§ **Exercise**
Return each line in the listing below that contains the word "bare". A line counts only if it matches that word in both letters and case.

Detection annotation records
++++++++++++++++++++
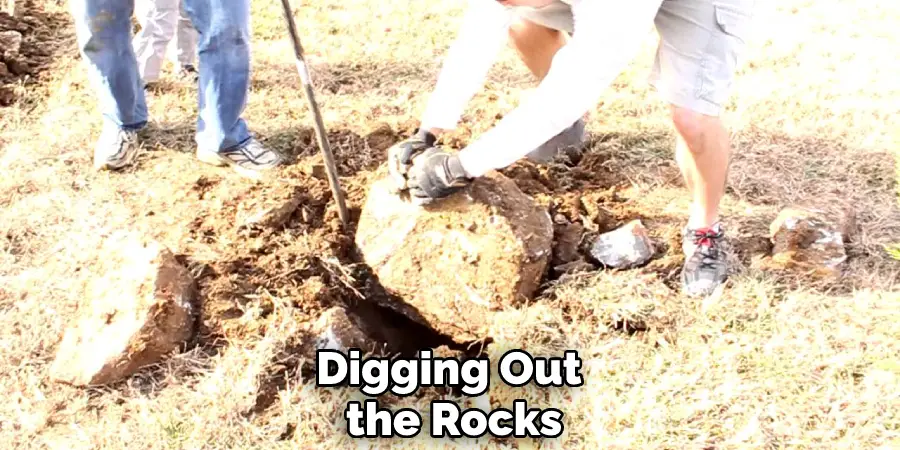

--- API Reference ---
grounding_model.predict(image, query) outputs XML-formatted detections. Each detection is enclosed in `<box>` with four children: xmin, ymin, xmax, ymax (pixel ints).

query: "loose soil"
<box><xmin>0</xmin><ymin>2</ymin><xmax>66</xmax><ymax>107</ymax></box>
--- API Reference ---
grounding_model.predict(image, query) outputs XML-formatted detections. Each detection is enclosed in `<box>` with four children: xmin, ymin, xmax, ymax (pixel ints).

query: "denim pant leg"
<box><xmin>185</xmin><ymin>0</ymin><xmax>250</xmax><ymax>152</ymax></box>
<box><xmin>70</xmin><ymin>0</ymin><xmax>147</xmax><ymax>129</ymax></box>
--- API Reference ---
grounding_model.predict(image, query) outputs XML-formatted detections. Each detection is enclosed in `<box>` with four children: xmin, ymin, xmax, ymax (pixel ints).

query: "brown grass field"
<box><xmin>0</xmin><ymin>0</ymin><xmax>900</xmax><ymax>449</ymax></box>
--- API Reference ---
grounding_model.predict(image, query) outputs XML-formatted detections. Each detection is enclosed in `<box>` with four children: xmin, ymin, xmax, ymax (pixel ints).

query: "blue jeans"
<box><xmin>71</xmin><ymin>0</ymin><xmax>250</xmax><ymax>152</ymax></box>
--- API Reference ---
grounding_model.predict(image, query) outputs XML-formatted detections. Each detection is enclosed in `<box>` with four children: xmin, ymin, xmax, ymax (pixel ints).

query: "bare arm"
<box><xmin>459</xmin><ymin>0</ymin><xmax>662</xmax><ymax>177</ymax></box>
<box><xmin>421</xmin><ymin>0</ymin><xmax>512</xmax><ymax>130</ymax></box>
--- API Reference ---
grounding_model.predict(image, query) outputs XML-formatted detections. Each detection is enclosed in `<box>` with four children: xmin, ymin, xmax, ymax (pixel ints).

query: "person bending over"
<box><xmin>388</xmin><ymin>0</ymin><xmax>754</xmax><ymax>295</ymax></box>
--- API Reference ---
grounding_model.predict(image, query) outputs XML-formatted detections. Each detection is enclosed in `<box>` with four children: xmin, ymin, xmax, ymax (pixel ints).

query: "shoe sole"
<box><xmin>196</xmin><ymin>152</ymin><xmax>277</xmax><ymax>180</ymax></box>
<box><xmin>94</xmin><ymin>146</ymin><xmax>142</xmax><ymax>171</ymax></box>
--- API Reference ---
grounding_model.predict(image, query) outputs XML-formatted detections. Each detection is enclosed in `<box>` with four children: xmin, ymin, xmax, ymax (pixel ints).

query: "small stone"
<box><xmin>6</xmin><ymin>58</ymin><xmax>31</xmax><ymax>76</ymax></box>
<box><xmin>312</xmin><ymin>307</ymin><xmax>377</xmax><ymax>358</ymax></box>
<box><xmin>243</xmin><ymin>192</ymin><xmax>303</xmax><ymax>228</ymax></box>
<box><xmin>50</xmin><ymin>242</ymin><xmax>197</xmax><ymax>386</ymax></box>
<box><xmin>0</xmin><ymin>30</ymin><xmax>22</xmax><ymax>58</ymax></box>
<box><xmin>300</xmin><ymin>163</ymin><xmax>328</xmax><ymax>180</ymax></box>
<box><xmin>356</xmin><ymin>170</ymin><xmax>553</xmax><ymax>342</ymax></box>
<box><xmin>5</xmin><ymin>0</ymin><xmax>25</xmax><ymax>18</ymax></box>
<box><xmin>553</xmin><ymin>259</ymin><xmax>597</xmax><ymax>275</ymax></box>
<box><xmin>769</xmin><ymin>207</ymin><xmax>853</xmax><ymax>276</ymax></box>
<box><xmin>590</xmin><ymin>220</ymin><xmax>655</xmax><ymax>269</ymax></box>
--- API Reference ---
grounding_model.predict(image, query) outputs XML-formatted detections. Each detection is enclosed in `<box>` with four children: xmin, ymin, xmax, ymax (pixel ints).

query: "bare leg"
<box><xmin>428</xmin><ymin>20</ymin><xmax>566</xmax><ymax>136</ymax></box>
<box><xmin>672</xmin><ymin>106</ymin><xmax>731</xmax><ymax>228</ymax></box>
<box><xmin>509</xmin><ymin>20</ymin><xmax>566</xmax><ymax>81</ymax></box>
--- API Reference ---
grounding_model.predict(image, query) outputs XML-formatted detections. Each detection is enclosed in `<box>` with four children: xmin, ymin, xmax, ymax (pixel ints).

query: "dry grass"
<box><xmin>0</xmin><ymin>0</ymin><xmax>900</xmax><ymax>449</ymax></box>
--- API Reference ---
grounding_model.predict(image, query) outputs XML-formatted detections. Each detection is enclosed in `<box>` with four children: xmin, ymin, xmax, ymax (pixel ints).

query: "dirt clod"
<box><xmin>310</xmin><ymin>307</ymin><xmax>378</xmax><ymax>360</ymax></box>
<box><xmin>0</xmin><ymin>6</ymin><xmax>64</xmax><ymax>106</ymax></box>
<box><xmin>553</xmin><ymin>259</ymin><xmax>596</xmax><ymax>276</ymax></box>
<box><xmin>769</xmin><ymin>207</ymin><xmax>852</xmax><ymax>276</ymax></box>
<box><xmin>50</xmin><ymin>241</ymin><xmax>197</xmax><ymax>386</ymax></box>
<box><xmin>551</xmin><ymin>223</ymin><xmax>584</xmax><ymax>267</ymax></box>
<box><xmin>356</xmin><ymin>168</ymin><xmax>553</xmax><ymax>342</ymax></box>
<box><xmin>590</xmin><ymin>220</ymin><xmax>655</xmax><ymax>269</ymax></box>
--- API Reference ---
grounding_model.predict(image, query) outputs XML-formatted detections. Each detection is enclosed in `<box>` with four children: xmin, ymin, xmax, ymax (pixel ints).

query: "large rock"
<box><xmin>356</xmin><ymin>172</ymin><xmax>553</xmax><ymax>342</ymax></box>
<box><xmin>769</xmin><ymin>207</ymin><xmax>853</xmax><ymax>276</ymax></box>
<box><xmin>50</xmin><ymin>242</ymin><xmax>197</xmax><ymax>386</ymax></box>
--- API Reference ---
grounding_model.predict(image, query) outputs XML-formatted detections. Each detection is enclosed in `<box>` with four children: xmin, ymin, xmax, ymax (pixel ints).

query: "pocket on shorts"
<box><xmin>699</xmin><ymin>1</ymin><xmax>753</xmax><ymax>108</ymax></box>
<box><xmin>713</xmin><ymin>2</ymin><xmax>752</xmax><ymax>44</ymax></box>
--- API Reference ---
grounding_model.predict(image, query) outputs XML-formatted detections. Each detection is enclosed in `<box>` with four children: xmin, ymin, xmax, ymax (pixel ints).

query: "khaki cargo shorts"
<box><xmin>516</xmin><ymin>0</ymin><xmax>754</xmax><ymax>116</ymax></box>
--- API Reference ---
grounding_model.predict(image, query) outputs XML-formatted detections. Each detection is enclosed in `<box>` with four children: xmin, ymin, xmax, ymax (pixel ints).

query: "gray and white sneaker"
<box><xmin>94</xmin><ymin>126</ymin><xmax>141</xmax><ymax>170</ymax></box>
<box><xmin>525</xmin><ymin>119</ymin><xmax>584</xmax><ymax>164</ymax></box>
<box><xmin>681</xmin><ymin>223</ymin><xmax>728</xmax><ymax>297</ymax></box>
<box><xmin>197</xmin><ymin>138</ymin><xmax>284</xmax><ymax>177</ymax></box>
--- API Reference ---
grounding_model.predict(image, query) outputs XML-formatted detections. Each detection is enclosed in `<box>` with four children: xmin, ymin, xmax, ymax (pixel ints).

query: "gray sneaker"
<box><xmin>197</xmin><ymin>138</ymin><xmax>284</xmax><ymax>177</ymax></box>
<box><xmin>94</xmin><ymin>126</ymin><xmax>141</xmax><ymax>170</ymax></box>
<box><xmin>681</xmin><ymin>223</ymin><xmax>728</xmax><ymax>297</ymax></box>
<box><xmin>525</xmin><ymin>119</ymin><xmax>584</xmax><ymax>164</ymax></box>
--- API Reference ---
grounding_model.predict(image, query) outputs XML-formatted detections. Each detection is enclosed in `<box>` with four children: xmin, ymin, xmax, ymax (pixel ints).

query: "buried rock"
<box><xmin>356</xmin><ymin>172</ymin><xmax>553</xmax><ymax>342</ymax></box>
<box><xmin>769</xmin><ymin>207</ymin><xmax>852</xmax><ymax>277</ymax></box>
<box><xmin>50</xmin><ymin>239</ymin><xmax>197</xmax><ymax>386</ymax></box>
<box><xmin>590</xmin><ymin>220</ymin><xmax>655</xmax><ymax>269</ymax></box>
<box><xmin>306</xmin><ymin>306</ymin><xmax>378</xmax><ymax>360</ymax></box>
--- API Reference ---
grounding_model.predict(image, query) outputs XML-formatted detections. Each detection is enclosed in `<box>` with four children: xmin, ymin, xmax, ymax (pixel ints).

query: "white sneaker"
<box><xmin>94</xmin><ymin>126</ymin><xmax>141</xmax><ymax>170</ymax></box>
<box><xmin>197</xmin><ymin>138</ymin><xmax>285</xmax><ymax>178</ymax></box>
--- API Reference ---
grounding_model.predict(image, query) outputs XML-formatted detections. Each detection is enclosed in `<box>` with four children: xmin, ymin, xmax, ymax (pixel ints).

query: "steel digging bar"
<box><xmin>281</xmin><ymin>0</ymin><xmax>350</xmax><ymax>228</ymax></box>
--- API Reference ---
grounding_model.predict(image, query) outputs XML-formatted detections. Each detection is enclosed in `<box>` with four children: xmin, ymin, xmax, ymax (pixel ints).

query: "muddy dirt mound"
<box><xmin>0</xmin><ymin>3</ymin><xmax>66</xmax><ymax>106</ymax></box>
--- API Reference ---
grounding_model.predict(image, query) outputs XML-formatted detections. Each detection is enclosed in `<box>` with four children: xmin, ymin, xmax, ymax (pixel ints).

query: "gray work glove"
<box><xmin>407</xmin><ymin>148</ymin><xmax>473</xmax><ymax>205</ymax></box>
<box><xmin>388</xmin><ymin>129</ymin><xmax>437</xmax><ymax>192</ymax></box>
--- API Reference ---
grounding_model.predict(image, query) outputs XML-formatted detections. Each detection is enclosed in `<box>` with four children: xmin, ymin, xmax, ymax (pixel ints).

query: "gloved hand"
<box><xmin>388</xmin><ymin>130</ymin><xmax>437</xmax><ymax>192</ymax></box>
<box><xmin>407</xmin><ymin>148</ymin><xmax>473</xmax><ymax>205</ymax></box>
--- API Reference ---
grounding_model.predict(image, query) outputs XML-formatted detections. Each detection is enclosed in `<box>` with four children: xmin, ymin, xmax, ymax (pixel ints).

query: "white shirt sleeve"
<box><xmin>454</xmin><ymin>0</ymin><xmax>662</xmax><ymax>177</ymax></box>
<box><xmin>420</xmin><ymin>0</ymin><xmax>513</xmax><ymax>130</ymax></box>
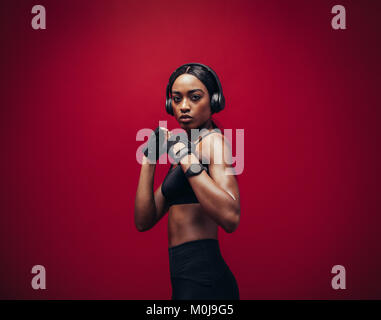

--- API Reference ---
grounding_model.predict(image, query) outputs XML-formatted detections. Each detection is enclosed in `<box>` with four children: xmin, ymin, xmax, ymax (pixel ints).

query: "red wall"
<box><xmin>0</xmin><ymin>0</ymin><xmax>381</xmax><ymax>299</ymax></box>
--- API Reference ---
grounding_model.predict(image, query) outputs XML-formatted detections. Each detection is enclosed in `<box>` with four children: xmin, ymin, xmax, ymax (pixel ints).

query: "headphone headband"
<box><xmin>165</xmin><ymin>62</ymin><xmax>225</xmax><ymax>115</ymax></box>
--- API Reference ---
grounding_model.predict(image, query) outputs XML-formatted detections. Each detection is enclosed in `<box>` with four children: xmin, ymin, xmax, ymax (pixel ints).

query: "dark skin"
<box><xmin>135</xmin><ymin>74</ymin><xmax>241</xmax><ymax>247</ymax></box>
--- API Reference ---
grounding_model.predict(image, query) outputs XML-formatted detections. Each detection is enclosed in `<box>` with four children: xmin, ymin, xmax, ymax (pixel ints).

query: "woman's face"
<box><xmin>172</xmin><ymin>73</ymin><xmax>212</xmax><ymax>130</ymax></box>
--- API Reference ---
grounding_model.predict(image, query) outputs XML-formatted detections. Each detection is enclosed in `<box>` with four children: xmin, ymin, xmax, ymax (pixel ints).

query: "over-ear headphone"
<box><xmin>165</xmin><ymin>62</ymin><xmax>225</xmax><ymax>116</ymax></box>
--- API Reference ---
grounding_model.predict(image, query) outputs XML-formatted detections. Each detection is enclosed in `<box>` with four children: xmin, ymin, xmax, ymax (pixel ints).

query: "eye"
<box><xmin>173</xmin><ymin>96</ymin><xmax>181</xmax><ymax>103</ymax></box>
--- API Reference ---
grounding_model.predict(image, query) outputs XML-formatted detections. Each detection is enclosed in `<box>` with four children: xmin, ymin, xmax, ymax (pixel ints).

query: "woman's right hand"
<box><xmin>142</xmin><ymin>127</ymin><xmax>168</xmax><ymax>164</ymax></box>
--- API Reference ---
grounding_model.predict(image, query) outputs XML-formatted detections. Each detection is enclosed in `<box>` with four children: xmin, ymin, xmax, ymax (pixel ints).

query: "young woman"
<box><xmin>135</xmin><ymin>63</ymin><xmax>240</xmax><ymax>300</ymax></box>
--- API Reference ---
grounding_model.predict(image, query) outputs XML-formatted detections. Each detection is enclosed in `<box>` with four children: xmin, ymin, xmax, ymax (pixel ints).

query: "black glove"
<box><xmin>167</xmin><ymin>132</ymin><xmax>196</xmax><ymax>163</ymax></box>
<box><xmin>143</xmin><ymin>127</ymin><xmax>167</xmax><ymax>163</ymax></box>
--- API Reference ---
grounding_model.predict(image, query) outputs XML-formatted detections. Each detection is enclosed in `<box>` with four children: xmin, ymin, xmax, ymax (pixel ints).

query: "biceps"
<box><xmin>154</xmin><ymin>185</ymin><xmax>169</xmax><ymax>222</ymax></box>
<box><xmin>210</xmin><ymin>165</ymin><xmax>239</xmax><ymax>200</ymax></box>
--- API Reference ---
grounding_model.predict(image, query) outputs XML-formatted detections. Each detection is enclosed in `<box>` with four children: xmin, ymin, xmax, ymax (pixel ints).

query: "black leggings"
<box><xmin>168</xmin><ymin>239</ymin><xmax>239</xmax><ymax>300</ymax></box>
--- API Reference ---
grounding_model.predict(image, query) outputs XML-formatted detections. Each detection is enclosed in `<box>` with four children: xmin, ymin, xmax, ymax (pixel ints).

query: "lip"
<box><xmin>179</xmin><ymin>115</ymin><xmax>193</xmax><ymax>122</ymax></box>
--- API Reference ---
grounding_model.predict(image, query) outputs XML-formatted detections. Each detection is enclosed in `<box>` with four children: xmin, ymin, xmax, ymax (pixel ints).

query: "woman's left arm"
<box><xmin>180</xmin><ymin>134</ymin><xmax>241</xmax><ymax>233</ymax></box>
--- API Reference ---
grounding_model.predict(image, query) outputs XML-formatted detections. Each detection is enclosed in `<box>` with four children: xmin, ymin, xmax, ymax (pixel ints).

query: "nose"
<box><xmin>180</xmin><ymin>98</ymin><xmax>190</xmax><ymax>112</ymax></box>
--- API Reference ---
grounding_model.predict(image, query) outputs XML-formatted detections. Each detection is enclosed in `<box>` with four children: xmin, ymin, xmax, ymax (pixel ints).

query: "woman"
<box><xmin>135</xmin><ymin>63</ymin><xmax>240</xmax><ymax>300</ymax></box>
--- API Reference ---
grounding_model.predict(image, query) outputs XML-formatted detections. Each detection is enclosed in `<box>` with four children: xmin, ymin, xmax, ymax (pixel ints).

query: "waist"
<box><xmin>168</xmin><ymin>239</ymin><xmax>228</xmax><ymax>283</ymax></box>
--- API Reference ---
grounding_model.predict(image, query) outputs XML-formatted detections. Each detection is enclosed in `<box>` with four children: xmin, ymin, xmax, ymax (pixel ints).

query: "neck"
<box><xmin>186</xmin><ymin>118</ymin><xmax>213</xmax><ymax>141</ymax></box>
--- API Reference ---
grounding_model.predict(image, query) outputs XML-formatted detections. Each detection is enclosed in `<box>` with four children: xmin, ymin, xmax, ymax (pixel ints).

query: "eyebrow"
<box><xmin>172</xmin><ymin>89</ymin><xmax>204</xmax><ymax>94</ymax></box>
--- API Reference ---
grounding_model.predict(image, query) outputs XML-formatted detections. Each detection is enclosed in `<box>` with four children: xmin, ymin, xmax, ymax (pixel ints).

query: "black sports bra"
<box><xmin>161</xmin><ymin>130</ymin><xmax>214</xmax><ymax>206</ymax></box>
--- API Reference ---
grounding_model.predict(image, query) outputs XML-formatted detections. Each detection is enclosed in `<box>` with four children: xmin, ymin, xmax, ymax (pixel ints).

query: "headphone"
<box><xmin>165</xmin><ymin>62</ymin><xmax>225</xmax><ymax>116</ymax></box>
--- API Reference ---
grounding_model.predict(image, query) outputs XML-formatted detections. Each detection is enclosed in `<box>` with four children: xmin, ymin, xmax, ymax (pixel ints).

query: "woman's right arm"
<box><xmin>135</xmin><ymin>156</ymin><xmax>168</xmax><ymax>232</ymax></box>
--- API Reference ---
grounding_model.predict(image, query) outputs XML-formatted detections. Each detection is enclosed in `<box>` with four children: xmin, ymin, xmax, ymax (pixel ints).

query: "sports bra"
<box><xmin>161</xmin><ymin>130</ymin><xmax>214</xmax><ymax>206</ymax></box>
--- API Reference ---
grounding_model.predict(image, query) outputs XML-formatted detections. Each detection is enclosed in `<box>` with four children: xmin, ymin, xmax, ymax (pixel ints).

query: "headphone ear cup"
<box><xmin>165</xmin><ymin>98</ymin><xmax>173</xmax><ymax>116</ymax></box>
<box><xmin>210</xmin><ymin>92</ymin><xmax>219</xmax><ymax>113</ymax></box>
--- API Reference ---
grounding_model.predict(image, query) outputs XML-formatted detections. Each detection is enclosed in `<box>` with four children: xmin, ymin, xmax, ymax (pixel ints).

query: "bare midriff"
<box><xmin>168</xmin><ymin>203</ymin><xmax>218</xmax><ymax>248</ymax></box>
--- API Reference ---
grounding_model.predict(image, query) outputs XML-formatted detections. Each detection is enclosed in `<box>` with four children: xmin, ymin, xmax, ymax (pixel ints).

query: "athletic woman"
<box><xmin>135</xmin><ymin>63</ymin><xmax>240</xmax><ymax>300</ymax></box>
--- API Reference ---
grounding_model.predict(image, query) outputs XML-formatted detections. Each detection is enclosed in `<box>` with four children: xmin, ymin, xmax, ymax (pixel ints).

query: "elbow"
<box><xmin>135</xmin><ymin>211</ymin><xmax>152</xmax><ymax>232</ymax></box>
<box><xmin>223</xmin><ymin>212</ymin><xmax>240</xmax><ymax>233</ymax></box>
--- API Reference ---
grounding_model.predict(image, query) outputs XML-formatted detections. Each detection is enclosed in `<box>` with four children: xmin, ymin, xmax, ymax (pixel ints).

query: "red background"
<box><xmin>0</xmin><ymin>0</ymin><xmax>381</xmax><ymax>299</ymax></box>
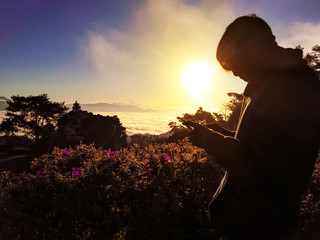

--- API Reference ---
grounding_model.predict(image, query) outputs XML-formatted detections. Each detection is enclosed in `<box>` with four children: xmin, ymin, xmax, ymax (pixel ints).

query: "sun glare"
<box><xmin>181</xmin><ymin>62</ymin><xmax>212</xmax><ymax>99</ymax></box>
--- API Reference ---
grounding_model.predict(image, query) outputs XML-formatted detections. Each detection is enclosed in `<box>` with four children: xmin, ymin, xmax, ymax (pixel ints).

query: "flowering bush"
<box><xmin>0</xmin><ymin>140</ymin><xmax>222</xmax><ymax>239</ymax></box>
<box><xmin>0</xmin><ymin>140</ymin><xmax>320</xmax><ymax>240</ymax></box>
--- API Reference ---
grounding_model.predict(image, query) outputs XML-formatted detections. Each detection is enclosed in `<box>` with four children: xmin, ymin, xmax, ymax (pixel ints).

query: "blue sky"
<box><xmin>0</xmin><ymin>0</ymin><xmax>320</xmax><ymax>111</ymax></box>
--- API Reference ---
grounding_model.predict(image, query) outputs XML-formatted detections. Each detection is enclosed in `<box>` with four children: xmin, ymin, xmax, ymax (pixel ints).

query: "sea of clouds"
++++++++++++++++++++
§ **Solution to this exercise**
query: "bare arm"
query: "bare leg"
query: "bare midriff"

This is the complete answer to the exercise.